§ **Text extract**:
▬▬▬▬▬▬▬▬▬▬

Hill House Chronicles–exerpts

by Lightning Rod

Posted to Stories on 2004-02-28 05:36:00

The Hill House sat on the highest place in Denton County, and if it wasn’t the highest place…we knew how to make it the highest place. The second floor balcony gave you a view of all the architecture below. The court-house, the Pilgrim Flour silos. The Universities twinkling in the distance. Trees. The tops of houses. The most significant was the court-house. It stood down there at the other end of Elm St. with its glowing orange neon silhouette. We stuck out like an Aquarian Age Frankenstein’s castle above the burg and it’s constituents. Like two medieval kings at opposite ends of the chessboard. The Hill House and the Court House. Twin icons to their respective ideologies. We painted it yellow. Couldn’t think of a brighter color.

▬▬▬▬▬▬▬▬▬▬

§ **Given problem A**: Decide whether each statement below agrees with the Hill House excerpt, answering yes or no and quoting the words of the text that decide it: (i) the court-house stood at the other end of Elm St.; (ii) the Hill House was painted white; (iii) the balcony with the view was on the second floor.

▬▬▬▬▬▬▬▬▬▬

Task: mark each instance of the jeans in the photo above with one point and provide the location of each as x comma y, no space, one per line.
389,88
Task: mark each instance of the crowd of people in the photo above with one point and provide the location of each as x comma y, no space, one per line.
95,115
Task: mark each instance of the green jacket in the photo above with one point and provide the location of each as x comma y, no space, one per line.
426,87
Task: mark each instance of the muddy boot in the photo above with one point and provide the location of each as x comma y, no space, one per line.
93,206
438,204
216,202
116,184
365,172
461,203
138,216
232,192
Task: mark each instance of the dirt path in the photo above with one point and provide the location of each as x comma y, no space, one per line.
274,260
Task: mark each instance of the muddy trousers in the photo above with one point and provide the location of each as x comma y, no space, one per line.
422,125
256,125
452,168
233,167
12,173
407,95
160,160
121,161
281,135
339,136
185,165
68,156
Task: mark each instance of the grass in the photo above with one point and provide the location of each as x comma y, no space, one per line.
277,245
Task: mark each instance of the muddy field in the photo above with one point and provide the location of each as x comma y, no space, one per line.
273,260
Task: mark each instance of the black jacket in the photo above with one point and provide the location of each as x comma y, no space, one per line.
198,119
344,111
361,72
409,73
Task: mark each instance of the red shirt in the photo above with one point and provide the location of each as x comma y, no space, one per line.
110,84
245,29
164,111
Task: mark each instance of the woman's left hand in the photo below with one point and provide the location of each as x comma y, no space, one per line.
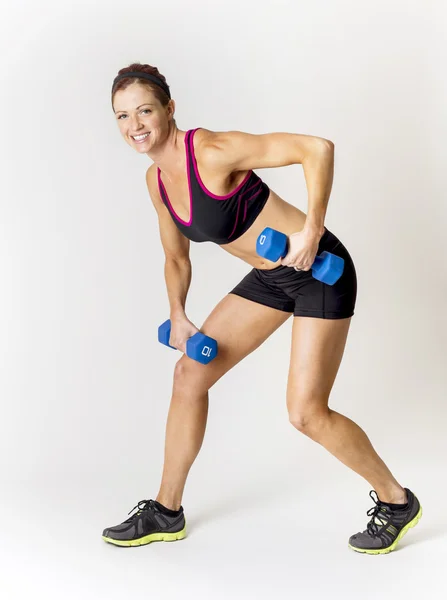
302,250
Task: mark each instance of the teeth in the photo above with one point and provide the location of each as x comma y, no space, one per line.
140,137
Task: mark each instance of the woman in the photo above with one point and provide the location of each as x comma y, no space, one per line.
203,188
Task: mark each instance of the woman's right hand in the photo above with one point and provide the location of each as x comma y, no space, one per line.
181,330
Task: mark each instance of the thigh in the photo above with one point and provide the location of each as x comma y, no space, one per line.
240,326
317,350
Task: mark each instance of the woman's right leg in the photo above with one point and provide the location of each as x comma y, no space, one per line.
239,326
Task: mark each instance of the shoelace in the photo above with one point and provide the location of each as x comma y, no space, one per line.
380,515
141,506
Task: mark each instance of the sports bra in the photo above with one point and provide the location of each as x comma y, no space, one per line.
212,218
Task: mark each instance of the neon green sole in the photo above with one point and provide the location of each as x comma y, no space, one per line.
404,530
153,537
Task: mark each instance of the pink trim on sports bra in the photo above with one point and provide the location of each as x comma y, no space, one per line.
214,196
186,223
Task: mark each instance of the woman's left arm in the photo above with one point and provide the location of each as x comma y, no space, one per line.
238,151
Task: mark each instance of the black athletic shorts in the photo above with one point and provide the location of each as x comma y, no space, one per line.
298,292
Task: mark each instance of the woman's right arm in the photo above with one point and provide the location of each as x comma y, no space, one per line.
178,269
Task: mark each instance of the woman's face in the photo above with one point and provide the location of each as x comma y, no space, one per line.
142,120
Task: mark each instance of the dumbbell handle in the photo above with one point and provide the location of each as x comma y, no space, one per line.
273,245
199,346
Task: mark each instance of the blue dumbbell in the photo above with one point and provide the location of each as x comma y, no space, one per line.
199,347
272,244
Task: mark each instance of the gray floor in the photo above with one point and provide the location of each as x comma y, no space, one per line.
272,530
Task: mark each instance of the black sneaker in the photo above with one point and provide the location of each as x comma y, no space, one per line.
151,523
387,526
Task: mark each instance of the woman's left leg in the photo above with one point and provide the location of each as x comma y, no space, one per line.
317,351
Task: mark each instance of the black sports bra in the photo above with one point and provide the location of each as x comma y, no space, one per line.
218,219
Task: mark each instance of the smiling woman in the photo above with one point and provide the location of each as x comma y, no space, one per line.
204,188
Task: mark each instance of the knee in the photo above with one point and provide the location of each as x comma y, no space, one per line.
308,420
189,376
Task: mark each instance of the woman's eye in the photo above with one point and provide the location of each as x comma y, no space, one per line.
144,110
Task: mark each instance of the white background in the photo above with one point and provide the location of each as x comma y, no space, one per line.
85,386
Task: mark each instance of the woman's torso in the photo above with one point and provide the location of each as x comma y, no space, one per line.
276,212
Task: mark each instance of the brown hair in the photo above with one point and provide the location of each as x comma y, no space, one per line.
158,92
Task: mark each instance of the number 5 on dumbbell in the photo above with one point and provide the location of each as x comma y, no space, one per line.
199,347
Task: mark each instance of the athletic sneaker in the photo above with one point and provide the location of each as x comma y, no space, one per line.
387,525
153,522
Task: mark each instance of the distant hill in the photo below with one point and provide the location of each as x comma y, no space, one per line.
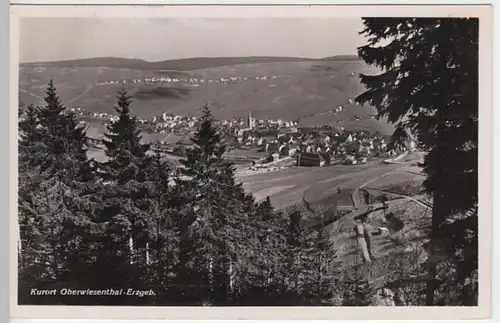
309,92
185,64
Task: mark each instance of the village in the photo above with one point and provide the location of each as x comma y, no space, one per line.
190,81
267,144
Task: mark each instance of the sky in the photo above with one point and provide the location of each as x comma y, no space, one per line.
53,39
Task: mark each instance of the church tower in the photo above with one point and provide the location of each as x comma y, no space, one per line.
250,120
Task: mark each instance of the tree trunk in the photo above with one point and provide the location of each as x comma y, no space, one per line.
438,213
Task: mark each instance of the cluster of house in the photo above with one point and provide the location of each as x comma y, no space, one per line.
193,81
319,148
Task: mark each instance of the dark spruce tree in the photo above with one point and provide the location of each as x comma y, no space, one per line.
126,203
123,145
429,86
219,212
53,216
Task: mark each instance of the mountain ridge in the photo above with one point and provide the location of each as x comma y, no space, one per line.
182,64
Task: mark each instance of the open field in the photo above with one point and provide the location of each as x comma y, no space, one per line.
301,90
315,184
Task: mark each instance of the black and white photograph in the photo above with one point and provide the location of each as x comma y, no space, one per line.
273,161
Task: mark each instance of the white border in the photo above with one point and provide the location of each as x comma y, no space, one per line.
485,164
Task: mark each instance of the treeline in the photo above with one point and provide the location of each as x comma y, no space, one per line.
191,234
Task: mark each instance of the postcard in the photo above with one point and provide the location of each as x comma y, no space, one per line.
251,162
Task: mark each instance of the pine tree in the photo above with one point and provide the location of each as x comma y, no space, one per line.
358,293
219,207
126,202
123,145
52,214
429,85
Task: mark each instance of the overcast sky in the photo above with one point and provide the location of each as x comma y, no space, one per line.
49,39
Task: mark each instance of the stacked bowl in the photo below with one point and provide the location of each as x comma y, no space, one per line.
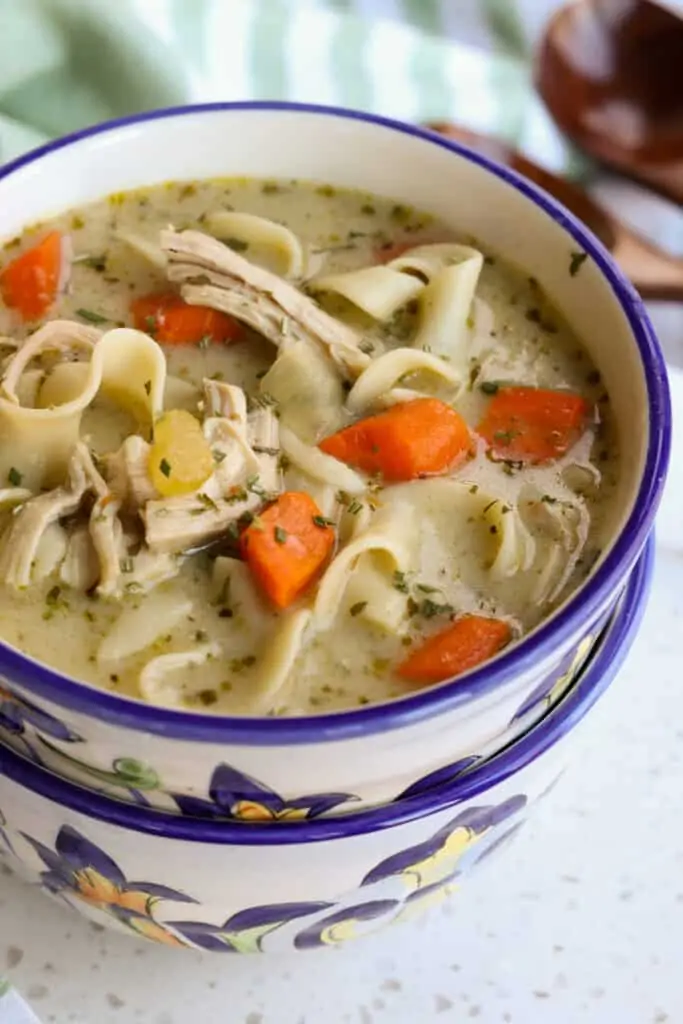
295,833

▬▬▬▬▬▬▬▬▬▬

§ **Given problem B**: Rewrite the stretch of the listing from the line containing "Task: mark each instance of the pine" through the end of the listing, changing "overcast sky" to "cloudy sky" and keeping everything else the same. Leave the pictures out of your answer.

§ **Worked solution A**:
(i) Yes: "It stood down there at the other end of Elm St. with its glowing orange neon silhouette."
(ii) No: "We painted it yellow."
(iii) Yes: "The second floor balcony gave you a view of all the architecture below."

§ **Worked solution B**:
Task: mark each instance of the pine tree in the photo above with one point and provide the location of each as x comma y, no space, one per line.
358,293
219,207
126,202
123,145
52,214
429,85
Task: mark each instance of the cloudy sky in the photo above with one point and provide the location of each as x comma y, no space, one per line.
49,39
Task: mark each instance of the stacked bowl in the photo below with one point and provide the location of each as x comma y, no space, one per line.
295,833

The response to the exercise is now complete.